#### Aim of the task
Leave out the pictures and copy every record exactly.

#### Material for this task

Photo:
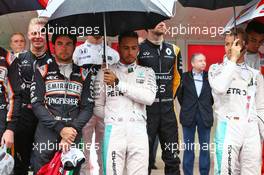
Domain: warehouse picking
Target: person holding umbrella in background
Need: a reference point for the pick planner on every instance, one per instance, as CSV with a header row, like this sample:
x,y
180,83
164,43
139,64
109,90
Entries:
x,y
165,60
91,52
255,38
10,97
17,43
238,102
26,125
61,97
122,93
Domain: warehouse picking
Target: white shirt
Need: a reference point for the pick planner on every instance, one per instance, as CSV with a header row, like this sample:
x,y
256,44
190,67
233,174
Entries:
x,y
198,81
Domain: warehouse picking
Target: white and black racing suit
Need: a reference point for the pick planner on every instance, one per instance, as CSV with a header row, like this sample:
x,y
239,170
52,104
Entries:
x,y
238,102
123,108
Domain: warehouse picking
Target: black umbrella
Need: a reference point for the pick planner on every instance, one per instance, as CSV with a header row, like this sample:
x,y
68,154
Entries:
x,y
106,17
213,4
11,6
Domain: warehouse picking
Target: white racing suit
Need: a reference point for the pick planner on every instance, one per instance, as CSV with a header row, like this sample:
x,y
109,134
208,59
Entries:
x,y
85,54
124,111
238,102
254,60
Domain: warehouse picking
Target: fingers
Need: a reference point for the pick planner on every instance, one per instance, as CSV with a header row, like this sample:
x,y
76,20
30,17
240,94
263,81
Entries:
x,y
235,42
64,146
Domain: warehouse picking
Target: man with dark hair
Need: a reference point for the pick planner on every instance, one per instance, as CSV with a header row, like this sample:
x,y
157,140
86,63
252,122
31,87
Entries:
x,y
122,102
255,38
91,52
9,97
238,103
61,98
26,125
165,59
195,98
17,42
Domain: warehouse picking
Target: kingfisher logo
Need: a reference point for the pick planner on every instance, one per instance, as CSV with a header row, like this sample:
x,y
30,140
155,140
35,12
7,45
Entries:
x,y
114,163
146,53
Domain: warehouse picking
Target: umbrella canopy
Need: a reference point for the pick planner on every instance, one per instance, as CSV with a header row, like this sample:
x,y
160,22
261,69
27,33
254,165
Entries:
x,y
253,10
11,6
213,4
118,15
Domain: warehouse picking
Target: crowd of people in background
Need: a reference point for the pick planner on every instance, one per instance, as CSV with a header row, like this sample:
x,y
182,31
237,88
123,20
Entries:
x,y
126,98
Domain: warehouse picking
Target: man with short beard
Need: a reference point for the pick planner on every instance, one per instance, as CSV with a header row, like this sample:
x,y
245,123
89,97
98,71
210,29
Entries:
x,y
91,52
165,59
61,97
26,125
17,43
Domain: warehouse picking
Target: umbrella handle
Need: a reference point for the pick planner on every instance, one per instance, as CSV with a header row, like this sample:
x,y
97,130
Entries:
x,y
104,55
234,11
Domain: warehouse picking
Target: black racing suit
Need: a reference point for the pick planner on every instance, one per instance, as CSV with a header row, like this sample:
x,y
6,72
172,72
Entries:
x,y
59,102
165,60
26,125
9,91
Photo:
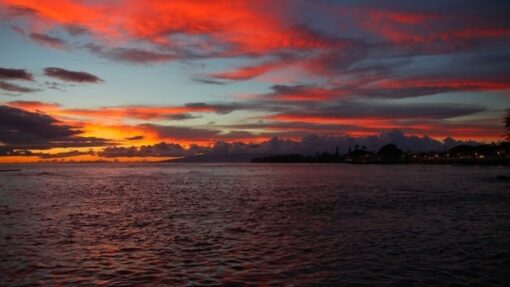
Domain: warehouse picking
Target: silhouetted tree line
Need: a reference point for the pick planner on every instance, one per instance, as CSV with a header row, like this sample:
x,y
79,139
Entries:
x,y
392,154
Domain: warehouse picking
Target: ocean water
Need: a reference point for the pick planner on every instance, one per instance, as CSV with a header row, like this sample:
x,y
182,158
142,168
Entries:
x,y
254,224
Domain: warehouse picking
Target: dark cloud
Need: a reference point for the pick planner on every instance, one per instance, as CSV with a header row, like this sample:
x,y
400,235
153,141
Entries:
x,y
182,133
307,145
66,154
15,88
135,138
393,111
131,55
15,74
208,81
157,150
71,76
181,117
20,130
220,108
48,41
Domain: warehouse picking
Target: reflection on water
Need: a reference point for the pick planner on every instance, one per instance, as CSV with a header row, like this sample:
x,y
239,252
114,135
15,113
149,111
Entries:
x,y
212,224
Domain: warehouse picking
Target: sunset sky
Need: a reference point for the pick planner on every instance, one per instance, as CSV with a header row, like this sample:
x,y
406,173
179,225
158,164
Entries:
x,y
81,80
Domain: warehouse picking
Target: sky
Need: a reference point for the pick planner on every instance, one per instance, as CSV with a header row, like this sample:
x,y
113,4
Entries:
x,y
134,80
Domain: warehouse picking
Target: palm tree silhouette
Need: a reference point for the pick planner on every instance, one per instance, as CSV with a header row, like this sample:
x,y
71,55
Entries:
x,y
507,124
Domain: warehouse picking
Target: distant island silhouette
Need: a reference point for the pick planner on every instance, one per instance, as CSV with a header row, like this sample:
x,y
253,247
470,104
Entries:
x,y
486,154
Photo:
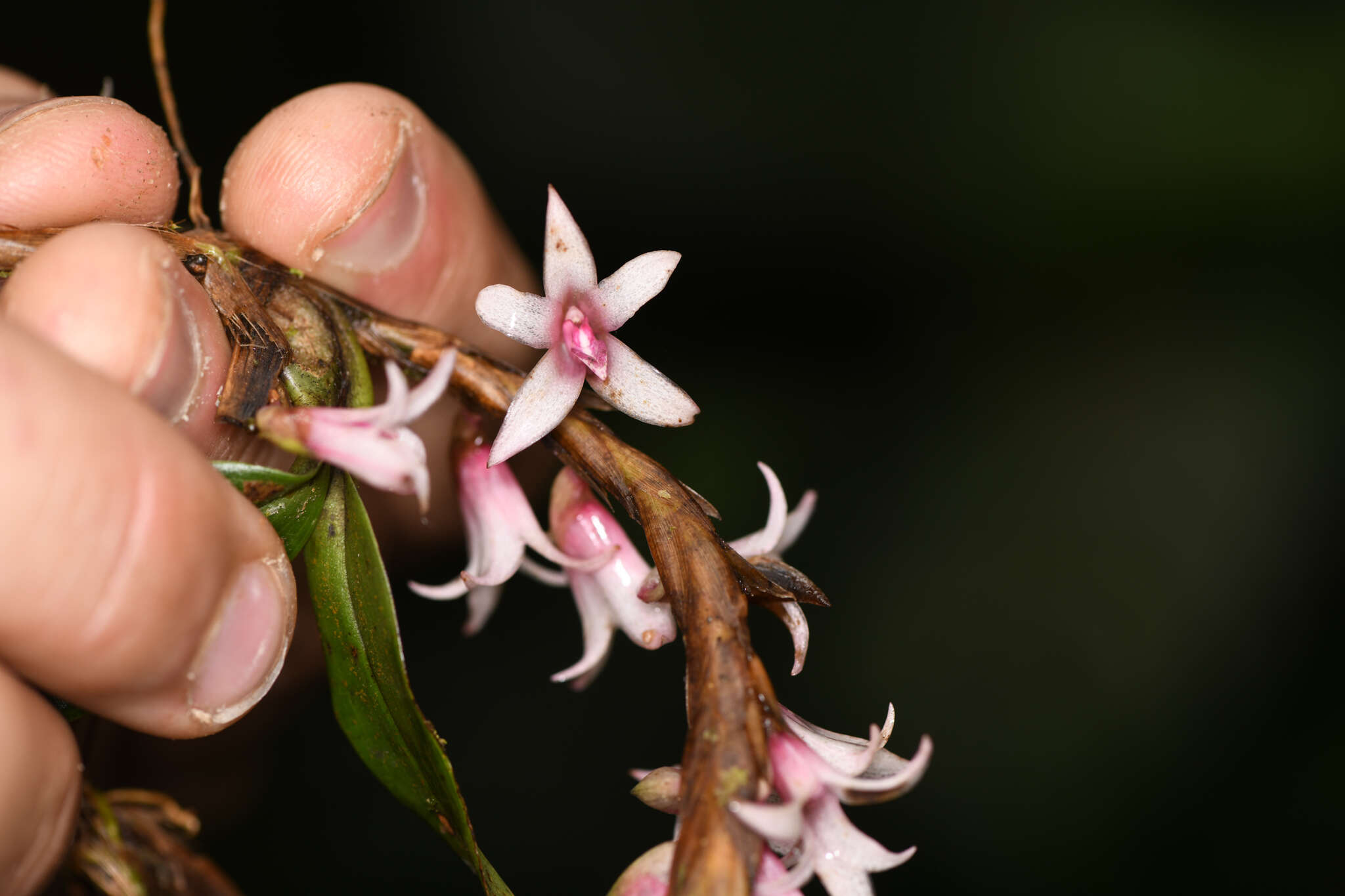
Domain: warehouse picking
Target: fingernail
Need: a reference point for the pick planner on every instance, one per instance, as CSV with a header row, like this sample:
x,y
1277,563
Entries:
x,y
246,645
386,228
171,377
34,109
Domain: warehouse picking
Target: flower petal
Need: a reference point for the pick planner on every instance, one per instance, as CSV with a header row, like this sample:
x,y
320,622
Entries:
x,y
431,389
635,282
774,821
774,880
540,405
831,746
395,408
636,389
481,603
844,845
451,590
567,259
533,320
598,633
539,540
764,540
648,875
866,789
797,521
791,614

#### Task result
Photo:
Domain: warehouse picking
Target: person holding umbrella in background
Need: a reference point for the pick planner on every instance, one per instance, as CSV with a header row, like this sample:
x,y
180,83
164,43
139,64
109,90
Entries:
x,y
165,60
91,52
255,38
10,97
17,43
238,102
26,125
61,97
122,93
Domain: warehouse picking
Target: white shirt
Need: a reference point for the pick planner on every instance, one per instance, as CSV with a header row, like this sample:
x,y
256,44
190,67
233,174
Entries:
x,y
198,81
Domain: warehouse picking
Target: white and black racing suit
Need: a reference point for the pick planner on every instance, one per instance, as CSV with a header row, like this sample:
x,y
239,170
52,104
Entries:
x,y
238,102
123,108
Domain: warehouse picking
Target: black umbrella
Need: a reference point for the pick planner on every instance, one per instance, as CSV with a header row, like this sample:
x,y
68,154
Entries:
x,y
106,17
213,4
11,6
Domain: warehouse picking
Target: white racing suit
Need: a reference point for the pick planner on every instance, one per instance, as CSV with a header row, like this sample:
x,y
109,134
208,59
Entries:
x,y
85,54
124,111
238,102
254,60
Domain: warehouse picking
Target: fingers
Need: a reference point for the pick planner on every instance, one per instance, as CSV with a header row, like this sample:
x,y
76,20
30,17
240,94
263,81
Entries:
x,y
235,42
64,146
Domain: warehouse picking
Target: man with dark hair
Need: a reference point for the pick planner on every instance, one per instance, as CSV with a header row, like this sample:
x,y
157,140
86,63
252,122
31,87
Entries:
x,y
122,102
255,38
91,52
9,97
238,103
61,98
26,125
165,59
195,98
17,42
Domain: warehouse picking
Target: kingfisher logo
Need: a reference point for the pick planner on every instance, one per instance, as CSV with a header row, like this sample:
x,y
30,140
155,140
35,12
7,45
Entries:
x,y
114,163
146,53
Domain: warehouse picking
Target: umbrella canopy
Need: a reference point for the pick planner on every instance, one per instance, as CSV with a header row, like this sample:
x,y
160,22
261,69
27,33
254,165
Entries:
x,y
253,10
11,6
213,4
118,15
Domain: warehouse picking
Target: crowd of people in background
Need: a reference point for the pick planner on every instance, one per instance, as CSV with a header row, like this sample:
x,y
182,31
237,88
123,20
Entries:
x,y
126,98
Domain: warehouse picking
Target: man with short beard
Need: a reference point for the pick planner on every instance, one per instance, as CSV with a header row, like this sample:
x,y
245,123
89,97
98,71
210,29
Entries:
x,y
91,52
165,59
61,97
26,125
17,43
Domain: warehouse picking
Target: umbrella handle
Need: a reference point for the pick planner on every instance, one per instance, as CSV with a header row, like this sample:
x,y
97,130
Entries:
x,y
104,55
234,11
Domain: warehouse picking
Target: black racing suit
Need: a reference point for the pick planner on every instance, one per instance, as CSV with a header row, like this sample:
x,y
6,72
172,72
Entries:
x,y
59,102
165,60
26,125
9,91
Photo:
Domain: warehouse picking
Target: silhouetted tree line
Need: a reference point for the pick planner on every instance, one per instance, as CSV with a header row, like this sample:
x,y
79,139
Entries:
x,y
392,154
Domain: warehouse picking
Target: ocean water
Need: a reference point for the pick planner on every instance, one per instance, as CSV with a header row, like this sample:
x,y
182,158
142,168
Entries:
x,y
254,224
Domain: warehouse picking
Target: dark cloud
Need: a reference point for the pick planner on every instance, one per instance, as CSV with a header row, like this sample:
x,y
400,235
153,141
Entries:
x,y
182,133
307,145
66,154
15,88
135,138
393,111
131,55
15,74
208,81
157,150
71,76
181,117
20,130
220,108
48,41
Domain: warehouse picking
Target: reflection on water
Need: a reference point for the pick planner on every instance, one per instance, as CSV with a header row, like this sample:
x,y
239,252
114,135
15,113
149,111
Entries:
x,y
212,224
Domain: warehouse picking
Target: sunset sky
Need: a reference point for the pick planner on every instance, one per instance, as CSV with a header row, like this sample:
x,y
406,173
179,225
158,164
Entries:
x,y
81,80
Domain: warehouse picking
Target: sky
Need: a reference point for the pick planner on every instance, one per instance, as CSV with a header row, like this sample:
x,y
113,4
Entries:
x,y
134,80
Domain: warehouse picking
Target: palm tree silhouette
Need: a reference point for the pick planner on every instance, one per instance, as CSV with a header row, like this sample:
x,y
71,55
Entries:
x,y
507,124
Domain: warehouse picking
Target: distant island silhouette
Need: a reference point for the pick planner on every instance, one per instance, as CSV with a header row, like this sample:
x,y
253,247
470,104
Entries:
x,y
486,154
Photo:
Domain: warehouse picking
Target: fingernail
Need: a reference point for the pick planner on every instance, one per instance, as CSV with a header row, like this sample:
x,y
1277,563
Entries:
x,y
246,645
386,228
171,377
34,109
Domain: warehouse picking
Target: flower petal
Need: a reference point for the pick planner on every instance, one per instance, as CSV with a header row, like this sample:
x,y
320,622
Entries:
x,y
431,389
635,282
774,821
774,880
540,405
831,746
395,408
636,389
481,603
844,845
451,590
567,259
533,320
598,633
539,540
764,540
648,875
866,789
797,521
791,614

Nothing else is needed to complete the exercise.